_Exercise requirements_
Nothing but the lines from the one that contains "Put a point on every instance of the house in" through the end of the listing should appear, set down exactly.

_Exercise data_
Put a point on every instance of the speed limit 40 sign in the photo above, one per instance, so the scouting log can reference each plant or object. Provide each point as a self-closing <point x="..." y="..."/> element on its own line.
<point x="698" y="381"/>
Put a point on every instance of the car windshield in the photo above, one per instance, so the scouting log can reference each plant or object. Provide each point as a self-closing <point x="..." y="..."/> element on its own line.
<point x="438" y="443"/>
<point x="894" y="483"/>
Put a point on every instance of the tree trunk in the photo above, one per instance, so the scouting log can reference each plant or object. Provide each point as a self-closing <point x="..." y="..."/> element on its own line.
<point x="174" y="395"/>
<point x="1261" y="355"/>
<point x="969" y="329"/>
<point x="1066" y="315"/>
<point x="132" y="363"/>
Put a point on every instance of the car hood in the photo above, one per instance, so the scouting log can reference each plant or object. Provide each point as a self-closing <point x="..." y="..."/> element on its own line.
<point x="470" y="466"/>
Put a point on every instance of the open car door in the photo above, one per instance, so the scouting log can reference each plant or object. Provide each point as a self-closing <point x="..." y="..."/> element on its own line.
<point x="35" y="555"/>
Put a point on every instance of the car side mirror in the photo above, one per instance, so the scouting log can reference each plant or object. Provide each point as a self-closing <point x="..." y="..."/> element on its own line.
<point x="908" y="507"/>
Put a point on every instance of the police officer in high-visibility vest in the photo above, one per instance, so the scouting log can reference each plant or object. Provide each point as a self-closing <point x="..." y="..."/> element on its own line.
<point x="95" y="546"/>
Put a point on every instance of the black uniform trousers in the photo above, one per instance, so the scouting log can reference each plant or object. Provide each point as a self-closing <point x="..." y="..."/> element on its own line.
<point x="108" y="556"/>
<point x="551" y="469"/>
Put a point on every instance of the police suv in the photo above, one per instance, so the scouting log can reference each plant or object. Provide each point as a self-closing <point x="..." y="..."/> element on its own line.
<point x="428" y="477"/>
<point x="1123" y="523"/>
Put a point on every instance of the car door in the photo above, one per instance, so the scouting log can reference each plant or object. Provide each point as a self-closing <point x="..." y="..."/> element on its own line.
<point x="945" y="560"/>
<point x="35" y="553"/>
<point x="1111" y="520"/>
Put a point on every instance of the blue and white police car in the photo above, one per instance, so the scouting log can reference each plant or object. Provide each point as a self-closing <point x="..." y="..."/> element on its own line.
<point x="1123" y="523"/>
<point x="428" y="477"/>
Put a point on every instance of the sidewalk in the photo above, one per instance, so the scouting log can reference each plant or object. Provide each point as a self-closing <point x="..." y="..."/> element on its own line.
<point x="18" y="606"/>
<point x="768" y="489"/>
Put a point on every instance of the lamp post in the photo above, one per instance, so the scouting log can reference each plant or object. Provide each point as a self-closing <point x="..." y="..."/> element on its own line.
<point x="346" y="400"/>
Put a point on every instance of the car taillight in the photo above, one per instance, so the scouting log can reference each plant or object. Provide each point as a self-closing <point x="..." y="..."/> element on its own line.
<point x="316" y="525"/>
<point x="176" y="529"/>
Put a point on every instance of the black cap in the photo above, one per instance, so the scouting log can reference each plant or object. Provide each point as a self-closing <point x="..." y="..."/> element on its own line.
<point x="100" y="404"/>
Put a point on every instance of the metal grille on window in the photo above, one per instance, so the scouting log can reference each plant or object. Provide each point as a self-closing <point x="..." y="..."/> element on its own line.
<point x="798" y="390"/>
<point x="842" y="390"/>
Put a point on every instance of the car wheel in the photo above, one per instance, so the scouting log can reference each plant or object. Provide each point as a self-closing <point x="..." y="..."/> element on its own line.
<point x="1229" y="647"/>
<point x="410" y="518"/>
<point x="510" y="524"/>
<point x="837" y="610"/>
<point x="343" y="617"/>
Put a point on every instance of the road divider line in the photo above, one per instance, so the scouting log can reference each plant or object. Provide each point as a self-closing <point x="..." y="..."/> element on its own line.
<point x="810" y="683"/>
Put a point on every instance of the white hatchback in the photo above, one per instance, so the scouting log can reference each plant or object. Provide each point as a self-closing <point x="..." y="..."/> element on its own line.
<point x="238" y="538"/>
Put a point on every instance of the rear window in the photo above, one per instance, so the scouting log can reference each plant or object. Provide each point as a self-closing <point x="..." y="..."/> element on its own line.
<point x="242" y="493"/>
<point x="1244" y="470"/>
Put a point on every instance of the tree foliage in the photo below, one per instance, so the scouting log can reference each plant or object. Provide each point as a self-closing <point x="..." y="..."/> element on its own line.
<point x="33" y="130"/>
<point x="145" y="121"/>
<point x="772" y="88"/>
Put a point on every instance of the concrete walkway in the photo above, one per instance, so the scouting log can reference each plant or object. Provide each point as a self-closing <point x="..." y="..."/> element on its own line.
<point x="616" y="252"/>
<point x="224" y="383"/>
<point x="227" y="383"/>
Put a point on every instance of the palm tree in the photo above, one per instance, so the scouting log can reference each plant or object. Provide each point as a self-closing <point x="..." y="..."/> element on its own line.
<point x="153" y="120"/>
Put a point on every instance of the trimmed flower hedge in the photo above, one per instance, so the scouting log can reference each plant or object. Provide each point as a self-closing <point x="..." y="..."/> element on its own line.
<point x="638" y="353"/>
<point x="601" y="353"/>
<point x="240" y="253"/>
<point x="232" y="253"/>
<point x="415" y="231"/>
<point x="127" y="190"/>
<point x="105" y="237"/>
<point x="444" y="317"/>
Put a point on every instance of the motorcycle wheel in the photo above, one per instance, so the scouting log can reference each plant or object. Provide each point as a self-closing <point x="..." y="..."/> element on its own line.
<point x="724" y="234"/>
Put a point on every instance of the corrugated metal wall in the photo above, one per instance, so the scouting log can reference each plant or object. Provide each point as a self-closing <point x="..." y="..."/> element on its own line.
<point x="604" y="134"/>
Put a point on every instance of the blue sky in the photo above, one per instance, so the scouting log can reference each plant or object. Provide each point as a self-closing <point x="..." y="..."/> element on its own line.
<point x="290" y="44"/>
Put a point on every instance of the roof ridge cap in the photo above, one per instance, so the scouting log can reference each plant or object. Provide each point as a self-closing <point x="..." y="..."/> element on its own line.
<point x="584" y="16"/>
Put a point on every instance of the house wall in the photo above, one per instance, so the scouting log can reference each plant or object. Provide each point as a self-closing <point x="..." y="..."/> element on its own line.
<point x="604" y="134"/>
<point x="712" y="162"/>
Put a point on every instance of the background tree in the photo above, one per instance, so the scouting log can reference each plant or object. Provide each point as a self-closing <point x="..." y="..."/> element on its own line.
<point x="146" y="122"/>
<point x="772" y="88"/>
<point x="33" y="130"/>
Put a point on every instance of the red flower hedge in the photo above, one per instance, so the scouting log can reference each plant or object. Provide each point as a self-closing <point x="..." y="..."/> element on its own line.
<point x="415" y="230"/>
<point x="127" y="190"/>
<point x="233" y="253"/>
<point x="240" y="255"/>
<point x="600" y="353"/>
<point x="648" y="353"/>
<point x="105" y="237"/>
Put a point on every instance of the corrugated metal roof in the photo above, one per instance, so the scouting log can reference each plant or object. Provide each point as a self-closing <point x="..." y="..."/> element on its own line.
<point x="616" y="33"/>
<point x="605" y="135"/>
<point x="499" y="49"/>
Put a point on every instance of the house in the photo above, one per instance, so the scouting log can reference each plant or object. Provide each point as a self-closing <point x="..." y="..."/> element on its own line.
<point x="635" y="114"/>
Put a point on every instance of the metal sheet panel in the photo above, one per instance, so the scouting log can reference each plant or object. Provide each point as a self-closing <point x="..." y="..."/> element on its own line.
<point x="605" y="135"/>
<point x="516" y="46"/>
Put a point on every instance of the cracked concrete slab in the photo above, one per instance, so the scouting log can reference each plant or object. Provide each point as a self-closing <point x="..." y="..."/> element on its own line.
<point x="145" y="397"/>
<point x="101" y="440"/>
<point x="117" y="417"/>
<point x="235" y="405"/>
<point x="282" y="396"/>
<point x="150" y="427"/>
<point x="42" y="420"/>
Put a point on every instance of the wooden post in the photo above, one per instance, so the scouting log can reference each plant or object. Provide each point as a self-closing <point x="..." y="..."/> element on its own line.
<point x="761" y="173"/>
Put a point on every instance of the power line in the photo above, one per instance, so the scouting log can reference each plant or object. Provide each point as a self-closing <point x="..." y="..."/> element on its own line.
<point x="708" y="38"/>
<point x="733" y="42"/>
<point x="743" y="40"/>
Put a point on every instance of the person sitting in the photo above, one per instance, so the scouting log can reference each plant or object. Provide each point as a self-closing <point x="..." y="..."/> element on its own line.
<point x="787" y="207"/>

_Solution_
Put a point on every instance of the house in the photo above, one per instance, so the scouting log can reference each plant or object. Provide each point as a self-closing <point x="..." y="..."/> element on its own line.
<point x="635" y="114"/>
Put a point on every instance of the metal sheet panel in the photo above, one per instance, so the scouting log can reference each plant or object. Provide each point as a self-closing <point x="..." y="..."/> element on its own line.
<point x="605" y="135"/>
<point x="516" y="46"/>
Put a point on every instance of the cracked concrete slab in the photo above, one per instance, so the scouting log can reference each plant or object. Provide each point as a self-closing <point x="..." y="..."/> element on its own line.
<point x="145" y="397"/>
<point x="101" y="440"/>
<point x="117" y="417"/>
<point x="235" y="405"/>
<point x="282" y="396"/>
<point x="150" y="427"/>
<point x="42" y="420"/>
Put a point on every instance of the wooden post in the photo above, one per instance, so the scouting log can reference each plant or object. Provide each point as a self-closing <point x="..." y="..."/> element on its own line.
<point x="761" y="173"/>
Put a point on every instance of the power line in the photo above, one per instance, so the scouting log can reference each plant or object. Provide each point as a self-closing <point x="..." y="..."/> element on its own line.
<point x="708" y="38"/>
<point x="733" y="42"/>
<point x="743" y="40"/>
Put a point on every instance of the person sitting in the photo above, one per instance, so the scouting log can reference each plant or object. Provide each point as a self-closing <point x="..." y="..."/> element on its own line.
<point x="787" y="207"/>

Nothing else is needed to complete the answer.